Requirements: Transcribe the records that follow. Keep every word exactly, and drop the pictures.

Start Entries supplied

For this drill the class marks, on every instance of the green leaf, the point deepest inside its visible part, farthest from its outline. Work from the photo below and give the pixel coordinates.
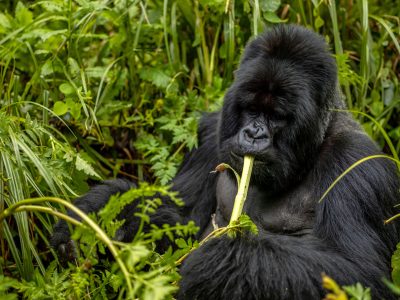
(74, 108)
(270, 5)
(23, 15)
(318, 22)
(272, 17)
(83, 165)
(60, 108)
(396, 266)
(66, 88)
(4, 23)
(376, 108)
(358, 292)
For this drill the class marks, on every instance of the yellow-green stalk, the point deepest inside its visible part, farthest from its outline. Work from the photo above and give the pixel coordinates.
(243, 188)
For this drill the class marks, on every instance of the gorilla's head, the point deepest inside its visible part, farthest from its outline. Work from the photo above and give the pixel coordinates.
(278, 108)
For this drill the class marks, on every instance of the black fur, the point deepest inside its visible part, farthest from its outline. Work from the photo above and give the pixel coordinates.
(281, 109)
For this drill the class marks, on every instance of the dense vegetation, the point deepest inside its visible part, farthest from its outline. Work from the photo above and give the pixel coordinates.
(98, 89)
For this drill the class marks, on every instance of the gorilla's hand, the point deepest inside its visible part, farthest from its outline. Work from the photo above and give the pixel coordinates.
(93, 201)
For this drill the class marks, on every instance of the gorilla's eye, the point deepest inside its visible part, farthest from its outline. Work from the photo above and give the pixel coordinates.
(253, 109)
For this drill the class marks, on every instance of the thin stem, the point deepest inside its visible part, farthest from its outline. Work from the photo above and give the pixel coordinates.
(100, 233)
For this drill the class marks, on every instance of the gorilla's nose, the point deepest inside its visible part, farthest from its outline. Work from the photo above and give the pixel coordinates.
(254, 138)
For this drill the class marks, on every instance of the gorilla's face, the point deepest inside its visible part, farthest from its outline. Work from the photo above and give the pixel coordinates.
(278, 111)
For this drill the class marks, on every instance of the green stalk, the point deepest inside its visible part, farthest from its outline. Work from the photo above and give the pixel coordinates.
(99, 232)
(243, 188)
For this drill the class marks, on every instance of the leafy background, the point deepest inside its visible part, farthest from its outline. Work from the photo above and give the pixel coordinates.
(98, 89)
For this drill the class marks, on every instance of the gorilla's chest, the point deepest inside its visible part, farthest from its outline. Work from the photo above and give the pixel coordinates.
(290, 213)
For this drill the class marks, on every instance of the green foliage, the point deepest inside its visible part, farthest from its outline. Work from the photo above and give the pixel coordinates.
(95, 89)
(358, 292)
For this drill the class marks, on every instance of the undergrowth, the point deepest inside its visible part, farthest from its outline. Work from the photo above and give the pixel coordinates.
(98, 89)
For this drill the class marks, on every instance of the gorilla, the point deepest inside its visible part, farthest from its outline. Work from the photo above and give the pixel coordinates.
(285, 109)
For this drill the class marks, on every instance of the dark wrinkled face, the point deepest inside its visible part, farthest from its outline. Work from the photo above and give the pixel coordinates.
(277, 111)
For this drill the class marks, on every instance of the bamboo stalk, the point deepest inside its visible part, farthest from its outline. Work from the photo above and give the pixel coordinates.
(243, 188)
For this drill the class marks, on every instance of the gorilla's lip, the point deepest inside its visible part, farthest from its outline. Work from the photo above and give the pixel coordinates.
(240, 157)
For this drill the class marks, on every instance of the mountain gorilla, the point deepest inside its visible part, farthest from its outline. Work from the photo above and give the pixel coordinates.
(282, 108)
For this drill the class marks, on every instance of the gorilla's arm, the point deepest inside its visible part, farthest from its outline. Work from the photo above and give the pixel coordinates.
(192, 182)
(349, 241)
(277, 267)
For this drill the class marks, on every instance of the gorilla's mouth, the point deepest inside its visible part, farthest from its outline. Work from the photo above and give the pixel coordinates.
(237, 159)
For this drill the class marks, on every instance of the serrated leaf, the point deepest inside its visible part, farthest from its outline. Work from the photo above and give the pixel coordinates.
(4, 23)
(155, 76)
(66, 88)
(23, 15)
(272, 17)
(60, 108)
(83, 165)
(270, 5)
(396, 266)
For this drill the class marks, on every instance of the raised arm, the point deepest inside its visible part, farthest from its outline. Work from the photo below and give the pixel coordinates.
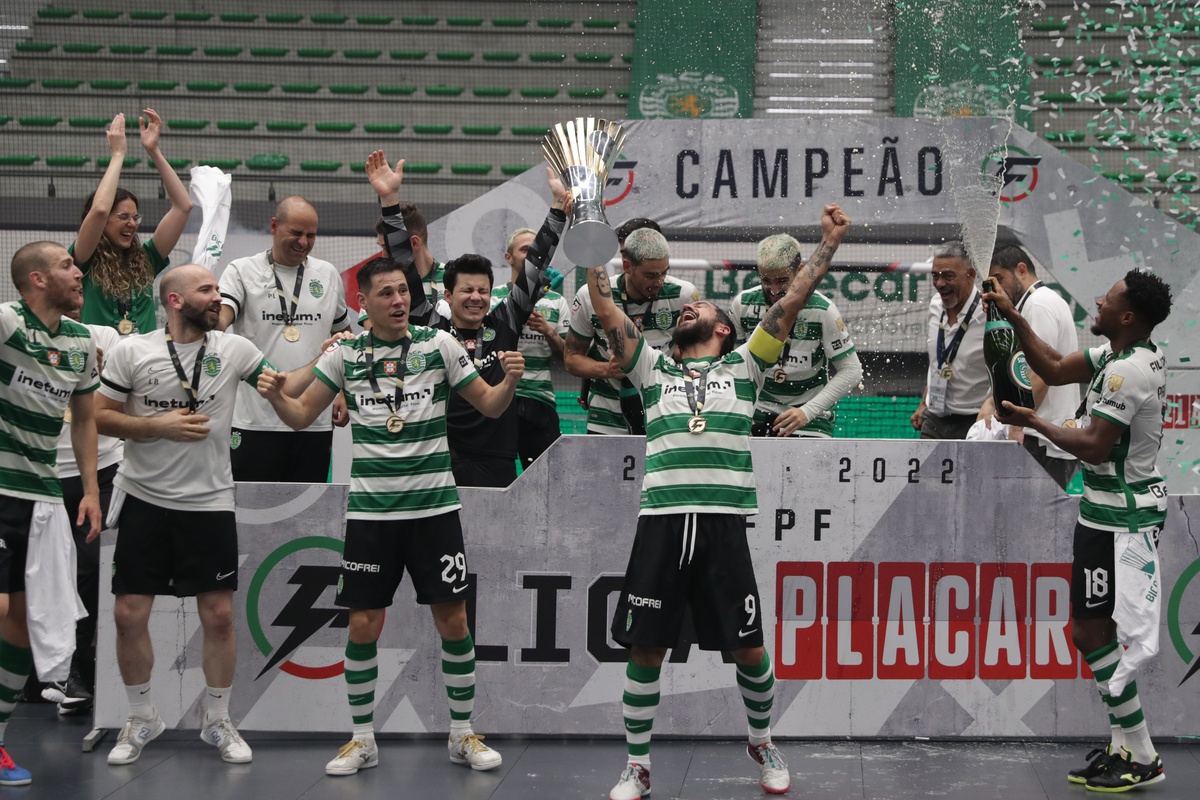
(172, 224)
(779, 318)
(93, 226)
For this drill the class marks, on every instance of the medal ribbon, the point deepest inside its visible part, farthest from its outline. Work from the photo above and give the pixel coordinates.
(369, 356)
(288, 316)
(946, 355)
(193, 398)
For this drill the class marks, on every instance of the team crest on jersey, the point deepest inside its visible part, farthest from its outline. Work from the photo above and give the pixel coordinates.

End Entries supplied

Result for this exercise:
For this drill the class marks, on every instance of the green leaf, the point deepest inside its visible part, farthest from its outline. Work from the photo below and give the pixel coordinates.
(74, 108)
(270, 5)
(23, 15)
(318, 22)
(272, 17)
(83, 165)
(60, 108)
(396, 266)
(66, 88)
(4, 23)
(376, 108)
(358, 292)
For this drill the class marks, on every instance of the yellow-green stalk, the point deepest inside its visible part, farthest from its outline. Work from the photo above and give the pixel coordinates.
(243, 188)
For this drill the class marks, on every instance of the gorilla's head, the point deepest inside its visible part, farthest from its outline. Work from the photo above and give the pixel coordinates.
(278, 108)
For this drill the class marks, on every instance of the black fur, the point deepest inside its visible part, farthest from its outline. Work from the photo above and give the pixel coordinates.
(281, 109)
For this drill the class marks, on every instance of the dense vegetation, the point deepest inside its visible part, farthest from its outline. Work from the photo above and give the pixel coordinates.
(98, 89)
For this drill the class marks, on every instance of the gorilla's hand, the point deepest inside its visible part, farthest from its outline. Work from the photo above and give the pixel coordinates.
(93, 201)
For this drill the class marks, on every instance of the gorilla's eye, the point deepest inside its visible part, farthest from its outline. Work from the photo above and give the pixel coordinates.
(253, 109)
For this drill the class marks, on every instance of the thin stem, the point deepest inside its visible part, farthest from its outline. Work from the photo above and give the pixel coordinates.
(100, 233)
For this drill the class marks, on every instance of the gorilla's nose, the point deepest inside its visible part, farthest from its outline. Work from the photo above and give the pixel coordinates.
(254, 138)
For this drill the class marks, on every instance of the gorilla's face, the point deepest inside its visible part, farthest from its outline. Work from the photo above and give the pixel coordinates.
(278, 111)
For this drill the class marks, on every instance of the green stalk, the point deepest inside its visible part, farthest from its outline. Work from the photo above and give the pixel coordinates.
(99, 232)
(243, 188)
For this drill the class marks, on every instance of the leafy background, the point deepest inside its visible part, farthest from its outline. Work from the photo above and give the pixel coordinates.
(98, 89)
For this drill the class marks, on every instance of the gorilla's chest, the point deepest inside its visible part, farthest from its outline. Work from the photo above and give the pixel coordinates.
(290, 213)
For this drill the class marks, on every instance of the green foliage, the point deepest inside its visible part, farthest from its outline. Work from the photo above and give the pixel coordinates.
(95, 89)
(358, 292)
For this drill the class marks, on every instance of the undergrowth, the point deepest inside its visible part, farthest from its outline. Work from the photo above and give the pixel coordinates.
(98, 89)
For this drill the class marks, on every instance of the gorilla, the point deepest inside its visible part, farthest from its outline. Work from the photo above and give the pixel coordinates.
(285, 109)
For this drill the class marks, on every instance of the dark wrinkled face, the point deepest inside its visible part, farthest from its outline. Work from the photo above and give the pixel coordinates.
(277, 111)
For this drill the class marks, on every instance of the bamboo stalk, the point deepest inside its visible part, farthest from its outline. Work from the photo above and give the pixel coordinates.
(243, 188)
For this drill the class marks, on every instance of the gorilla's lip, the point deepest inside its visible part, farthest from its outline. Work from the photo above and give the pixel coordinates.
(240, 157)
For this drill the class marks, on every instance of the mountain gorilla, the point deepest inside its visible part, farthest from its outline. Work from the photo above and give the pixel coordinates.
(282, 108)
For this drill the class marks, on every instance of the gorilla's arm, the point deepest inside its visible part, farthest from its outline. Work from the photo above and give the pixel coordinates.
(192, 182)
(349, 241)
(277, 267)
For this drill the class marks, on every instance of the gorilla's mouth, the point deepest inside its visible part, farthest from its outline. Work from the photo above and give the pixel coordinates.
(237, 159)
For this drill the class marks, on every instance of the serrated leaf, the point deepest inside its visible part, farthest from its outline. Work from the photo above and give the pixel coordinates.
(4, 23)
(155, 76)
(66, 88)
(23, 15)
(272, 17)
(60, 108)
(83, 165)
(270, 5)
(396, 266)
For this drill the class marks, on every instance of the raised arm, the point deepest inside its visible part, farthest from its outline. Work from the photo below and give the pixel coordinates.
(172, 224)
(779, 318)
(93, 226)
For this drill the class marks, on every instance of the medal ribbon, the point deepest inside its visible part, farthest from its outline. Work from the photo above and give the pixel coordinates.
(369, 356)
(288, 316)
(946, 355)
(193, 398)
For this drill the class marks, on every instance of the team crest on jersey, the point deepest inside its visible part, farthest from its outline. Work from the photo above and give the pixel coordinates.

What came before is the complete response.